━━ Okunacak Metin

Polat : Çocuk Hakları Sözleşmesi’nin Türkiye’de uygulanabilirliğini tartışacak olursak: gerçekten bununla ilgili olarak çocukla ilgili çalışan sivil toplum kuruluşları ile ’85 den başlayarak ancak esas ’95 de kurduğumuz bir Çocuk Hakları Koalisyonu platformu vardı. Bugün çok işlevsel olmasa bile o zamanlar hiç olmazsa Sözleşme’nin Meclis’ten geçmesi için büyük bir lobi çalışmasını gerçekleştirmiştik. Sözleşme Meclis’ten sadece üç çekinceyle geçti. Şimdi artık önemli olan; sözleşme yaygınlaşsın, kanunlar değişsin ama Türkiye çekincelerini kaldırsın. Bu konu hiç gündeme gelmemekle birlikte bu büyük bir sıkıntıdır, vurgulamakta fayda var. Çekincelere neden olan maddelerin içeriği şu: deniliyor ki Türkiye’nin azınlıklar anlamında kabul ettiği sadece dört tane azınlık grubu var. Bunlar dışında bir başkasını Devlet politikası itibarıyla kabul etmiyor. Halbuki Avrupa Birliği’ne giriş sürecinde bu önemli değil, böyle bir kavram yok. Çekince konulan maddelerde herkes kendi dilinde eğitim görme, konuşma, okuma özgürlüğüne, radyo dinleme, televizyon izleme özgürlüğüne sahiptir denilmektedir. Günümüz koşullarında bunların bir daha tartışılıp çekincelerin kaldırılması gerekiyor. Çok geç bile kalındı.

━━━━
━━ Veri Bölümü

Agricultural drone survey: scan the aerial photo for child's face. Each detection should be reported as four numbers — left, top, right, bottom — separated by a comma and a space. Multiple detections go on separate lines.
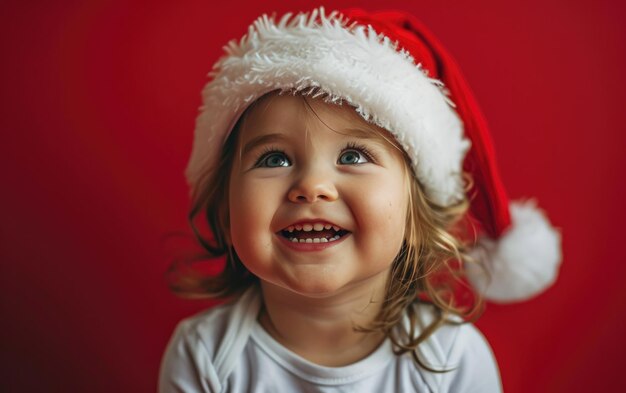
229, 95, 409, 297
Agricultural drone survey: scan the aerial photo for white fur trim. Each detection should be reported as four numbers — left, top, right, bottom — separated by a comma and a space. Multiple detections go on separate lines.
186, 8, 470, 206
467, 200, 561, 303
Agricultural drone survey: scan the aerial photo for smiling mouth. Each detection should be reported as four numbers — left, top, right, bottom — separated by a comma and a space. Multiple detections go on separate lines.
279, 223, 350, 243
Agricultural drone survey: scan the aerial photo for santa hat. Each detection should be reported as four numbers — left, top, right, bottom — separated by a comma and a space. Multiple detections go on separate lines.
186, 8, 561, 302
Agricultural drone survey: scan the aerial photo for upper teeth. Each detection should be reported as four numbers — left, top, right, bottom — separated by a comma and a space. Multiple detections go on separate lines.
287, 222, 341, 232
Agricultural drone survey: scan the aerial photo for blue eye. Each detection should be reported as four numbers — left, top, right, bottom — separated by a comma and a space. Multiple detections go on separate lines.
337, 150, 369, 165
255, 152, 291, 168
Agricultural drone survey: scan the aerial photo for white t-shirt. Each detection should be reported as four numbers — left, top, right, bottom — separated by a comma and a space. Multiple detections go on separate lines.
159, 288, 502, 393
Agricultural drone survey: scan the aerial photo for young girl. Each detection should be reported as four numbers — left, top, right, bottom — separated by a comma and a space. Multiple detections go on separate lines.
159, 9, 560, 392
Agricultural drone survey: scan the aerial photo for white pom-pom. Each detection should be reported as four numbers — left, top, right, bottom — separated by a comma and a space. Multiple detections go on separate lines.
467, 200, 561, 303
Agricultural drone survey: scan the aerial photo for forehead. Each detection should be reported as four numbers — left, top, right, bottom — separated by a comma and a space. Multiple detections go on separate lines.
240, 93, 397, 147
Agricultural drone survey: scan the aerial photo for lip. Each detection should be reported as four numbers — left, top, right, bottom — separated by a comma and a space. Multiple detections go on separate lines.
275, 230, 352, 252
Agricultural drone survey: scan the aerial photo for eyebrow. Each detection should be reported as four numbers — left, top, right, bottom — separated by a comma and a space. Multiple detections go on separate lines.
243, 133, 287, 154
242, 128, 386, 154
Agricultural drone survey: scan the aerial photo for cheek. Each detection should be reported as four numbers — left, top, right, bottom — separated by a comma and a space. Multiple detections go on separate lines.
357, 176, 408, 247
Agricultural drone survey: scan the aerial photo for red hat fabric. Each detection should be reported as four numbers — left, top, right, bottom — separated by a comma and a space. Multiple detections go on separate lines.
186, 8, 561, 302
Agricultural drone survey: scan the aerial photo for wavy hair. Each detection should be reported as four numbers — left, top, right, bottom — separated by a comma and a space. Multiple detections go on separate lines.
168, 95, 483, 372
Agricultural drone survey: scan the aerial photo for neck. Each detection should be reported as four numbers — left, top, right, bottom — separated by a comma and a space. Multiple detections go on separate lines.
259, 282, 385, 367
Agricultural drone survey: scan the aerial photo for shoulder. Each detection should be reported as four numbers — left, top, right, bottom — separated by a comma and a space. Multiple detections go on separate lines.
416, 305, 502, 393
159, 290, 260, 392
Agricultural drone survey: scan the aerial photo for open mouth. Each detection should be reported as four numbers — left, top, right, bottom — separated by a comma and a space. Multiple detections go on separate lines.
279, 222, 350, 243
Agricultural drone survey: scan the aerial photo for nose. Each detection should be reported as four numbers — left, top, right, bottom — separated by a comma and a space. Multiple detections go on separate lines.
287, 168, 339, 203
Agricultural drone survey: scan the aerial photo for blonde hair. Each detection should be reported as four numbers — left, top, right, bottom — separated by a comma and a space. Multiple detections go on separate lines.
169, 96, 483, 372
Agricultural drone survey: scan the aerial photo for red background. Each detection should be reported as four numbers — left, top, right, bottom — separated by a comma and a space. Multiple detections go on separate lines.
0, 0, 626, 392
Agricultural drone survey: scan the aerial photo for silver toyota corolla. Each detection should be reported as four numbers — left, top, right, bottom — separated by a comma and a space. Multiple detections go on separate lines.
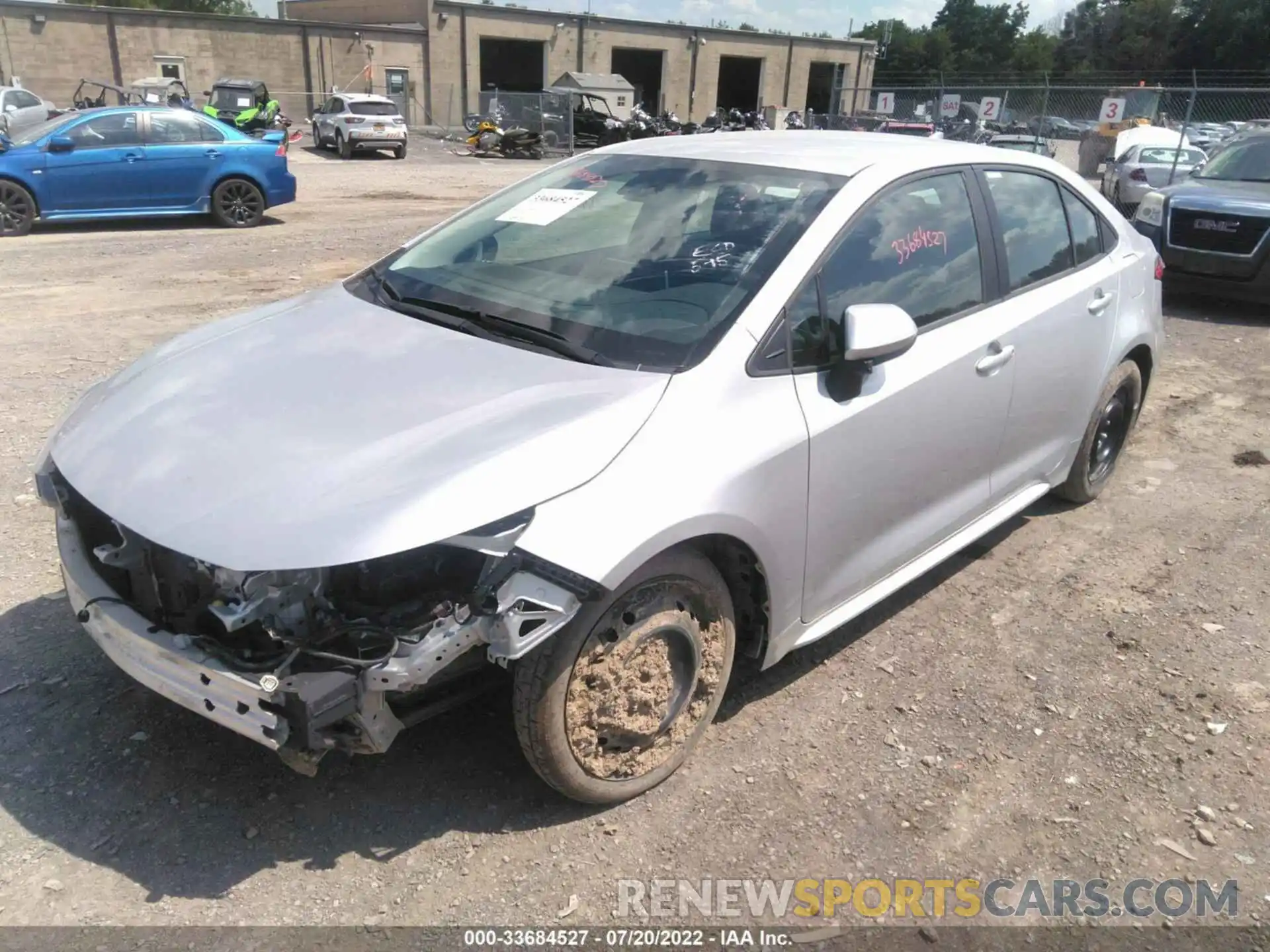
37, 132, 1164, 802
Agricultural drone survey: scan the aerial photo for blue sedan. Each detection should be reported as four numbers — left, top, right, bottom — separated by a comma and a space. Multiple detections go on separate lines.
0, 106, 296, 237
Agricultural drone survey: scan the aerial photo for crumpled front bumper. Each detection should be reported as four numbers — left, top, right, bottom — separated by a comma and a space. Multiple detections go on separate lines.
57, 513, 288, 750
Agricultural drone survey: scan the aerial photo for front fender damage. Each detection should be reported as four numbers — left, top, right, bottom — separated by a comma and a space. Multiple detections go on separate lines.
57, 485, 603, 775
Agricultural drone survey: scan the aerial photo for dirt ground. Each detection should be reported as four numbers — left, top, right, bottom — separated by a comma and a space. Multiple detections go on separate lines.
0, 147, 1270, 926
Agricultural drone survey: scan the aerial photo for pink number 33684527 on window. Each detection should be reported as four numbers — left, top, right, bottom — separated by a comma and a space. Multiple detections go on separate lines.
890, 229, 949, 264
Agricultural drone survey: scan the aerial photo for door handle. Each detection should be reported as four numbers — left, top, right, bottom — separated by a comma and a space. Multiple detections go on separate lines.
1089, 288, 1115, 315
974, 344, 1015, 377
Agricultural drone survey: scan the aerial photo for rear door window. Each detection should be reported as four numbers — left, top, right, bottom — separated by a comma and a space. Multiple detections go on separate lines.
1060, 188, 1103, 266
66, 113, 141, 149
984, 169, 1074, 292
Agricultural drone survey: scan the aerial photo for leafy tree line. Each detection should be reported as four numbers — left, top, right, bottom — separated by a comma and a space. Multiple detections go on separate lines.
859, 0, 1270, 83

━━━━

* _Görevler_
[a] Çocuk Hakları Sözleşmesi'nin Türkiye'de uygulanmasına ilişkin metni iki cümleyle özetleyin.
[b] Çocuk Hakları Sözleşmesi'nin Türkiye'de uygulanmasına ilişkin metni son cümlesinden sonra sürdürün.

* _Yanıtlar_
[a] Çocukla ilgili çalışan sivil toplum kuruluşlarının esas olarak '95'te kurduğu Çocuk Hakları Koalisyonu platformu, Sözleşme'nin Meclis'ten geçmesi için büyük bir lobi çalışması yürütmüş ve Sözleşme yalnızca üç çekinceyle kabul edilmiştir. Çekinceler, Türkiye'nin yalnızca dört azınlık grubunu kabul etmesi nedeniyle herkesin kendi dilinde eğitim görme, konuşma, okuma, radyo dinleme ve televizyon izleme özgürlüğünü düzenleyen maddelere konmuştur; metin bu çekincelerin yeniden tartışılıp kaldırılması gerektiğini ve çok geç kalındığını vurgular.

[b]
Türkiye’de çocuğun durumuna temel prensip olarak bahsettiğimiz, çocuğun yaşatılması, geliştirilmesi, korunması ve katılımı olarak baktığımız zaman; geliştirilmesi kapsamına eğitim girmektedir. Eğitimde çok ilginç bir tablomuz var ve bu tablo ülkemizin hem bugününü hem de geleceğini çizen bir tablo. İlkokula başlama oranı hem kız hem de erkekelerde %85’lerde. Bu oran sekiz yıllık temel öğretimin ardından kızlar için birden %45-50’lere düşüyor. Bu çok büyük bir sıkıntı. Kız çocukların eğitim almaması, okutulmaması kendi kazanımlarından mahrum bırakılmalarının yanı sıra yarınlarda anne oldukları zaman çocuklarına herhangi birşey veremeyecekleri anlamına da geliyor. Böylelikle kayıp bir kuşaktan bahsetmiş oluyoruz. Demek ki ilk adım olarak kız çocukların eğitimini sağlamak zorundayız. Bu gerçekten çok önemli bir adım.
Gezer : Çocuğun hakları var dedik ama kız çocukların eğitim eksikliğinden bahsettik. Halbuki sözleşmenin 2. maddesi hiçbir ayrım gözetilmeksizin her çocuk haklardan yararlanır diyor. Örneğin özürlü çocuklarımız var, kimsesiz olan, şiddete maruz kalan çocuklar var, çalışan çocuklarımız var, evsizler var ve suça itilen çocuklarımız var. Bunlar çocuklara karşı ayrımcılığın bazıları. Bu açıdan Türkiye’yi nasıl değerlendiririz.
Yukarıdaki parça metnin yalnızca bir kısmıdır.